======== Working data ========

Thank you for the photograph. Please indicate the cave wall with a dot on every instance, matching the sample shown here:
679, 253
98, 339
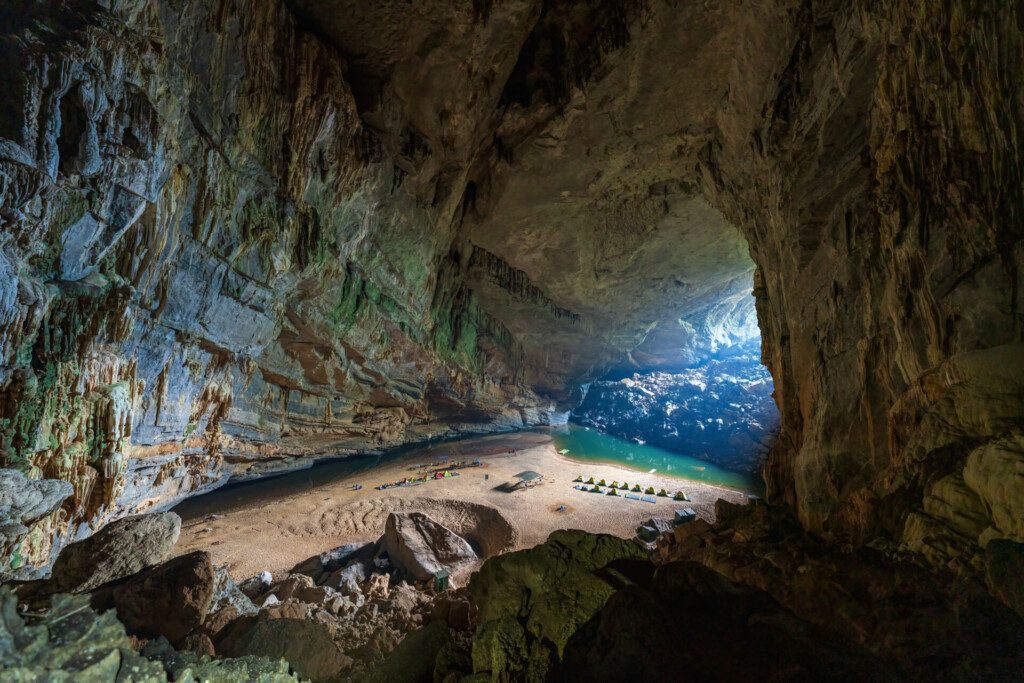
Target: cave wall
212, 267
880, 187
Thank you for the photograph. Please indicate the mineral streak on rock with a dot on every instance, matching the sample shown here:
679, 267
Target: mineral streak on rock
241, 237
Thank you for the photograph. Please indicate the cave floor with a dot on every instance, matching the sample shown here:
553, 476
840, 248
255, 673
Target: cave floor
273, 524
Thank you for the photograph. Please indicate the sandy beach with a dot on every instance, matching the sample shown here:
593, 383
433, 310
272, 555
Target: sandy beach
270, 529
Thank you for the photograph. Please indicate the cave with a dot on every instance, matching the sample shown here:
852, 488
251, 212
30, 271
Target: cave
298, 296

========
======== Working data ========

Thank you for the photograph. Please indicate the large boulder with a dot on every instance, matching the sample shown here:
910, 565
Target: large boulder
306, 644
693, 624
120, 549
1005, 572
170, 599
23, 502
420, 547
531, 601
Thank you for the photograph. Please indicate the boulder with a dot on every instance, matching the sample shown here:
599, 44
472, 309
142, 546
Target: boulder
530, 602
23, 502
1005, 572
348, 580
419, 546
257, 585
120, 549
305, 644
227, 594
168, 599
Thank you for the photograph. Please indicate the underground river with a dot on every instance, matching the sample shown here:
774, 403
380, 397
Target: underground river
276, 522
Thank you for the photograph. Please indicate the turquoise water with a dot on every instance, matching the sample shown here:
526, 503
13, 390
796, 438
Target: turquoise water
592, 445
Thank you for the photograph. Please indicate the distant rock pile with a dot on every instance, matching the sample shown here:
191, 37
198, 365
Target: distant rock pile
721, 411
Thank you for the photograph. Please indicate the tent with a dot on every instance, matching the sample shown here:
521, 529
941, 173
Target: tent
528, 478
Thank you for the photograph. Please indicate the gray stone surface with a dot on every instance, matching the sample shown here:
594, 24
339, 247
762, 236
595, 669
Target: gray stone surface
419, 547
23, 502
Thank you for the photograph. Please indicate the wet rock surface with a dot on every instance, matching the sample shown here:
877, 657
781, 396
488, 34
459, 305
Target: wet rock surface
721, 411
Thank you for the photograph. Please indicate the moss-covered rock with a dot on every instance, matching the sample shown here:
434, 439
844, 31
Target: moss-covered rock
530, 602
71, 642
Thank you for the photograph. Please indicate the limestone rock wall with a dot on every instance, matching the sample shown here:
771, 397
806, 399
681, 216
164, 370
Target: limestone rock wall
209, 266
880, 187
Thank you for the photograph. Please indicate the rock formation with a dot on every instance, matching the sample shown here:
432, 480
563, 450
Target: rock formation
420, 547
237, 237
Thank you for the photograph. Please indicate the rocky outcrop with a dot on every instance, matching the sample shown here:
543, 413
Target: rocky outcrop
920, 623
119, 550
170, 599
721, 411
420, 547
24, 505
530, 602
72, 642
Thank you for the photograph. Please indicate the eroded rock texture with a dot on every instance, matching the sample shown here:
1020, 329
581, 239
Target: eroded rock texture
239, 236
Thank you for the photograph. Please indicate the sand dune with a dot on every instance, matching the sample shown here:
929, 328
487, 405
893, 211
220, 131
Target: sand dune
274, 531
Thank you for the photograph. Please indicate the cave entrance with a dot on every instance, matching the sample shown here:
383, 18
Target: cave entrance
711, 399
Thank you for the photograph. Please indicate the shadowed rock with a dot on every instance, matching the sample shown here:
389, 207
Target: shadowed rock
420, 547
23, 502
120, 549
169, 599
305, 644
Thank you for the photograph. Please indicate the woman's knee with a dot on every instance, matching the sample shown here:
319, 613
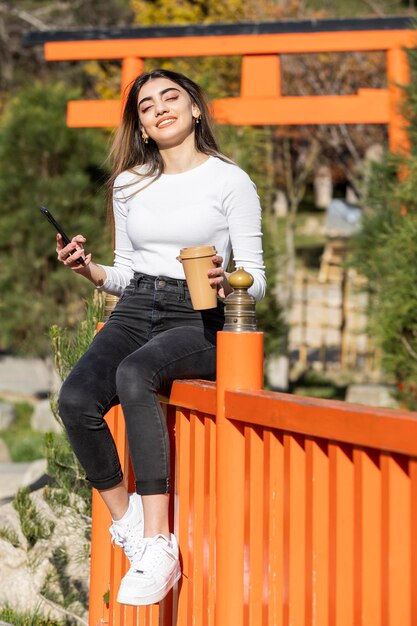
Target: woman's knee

========

Find and copy each line above that includes the string "woman".

» **Completed exercise**
Thank you for the photograph. Please indicate the woman's knee with a dot on every instance, matching the sample shown here:
Target: woman's knee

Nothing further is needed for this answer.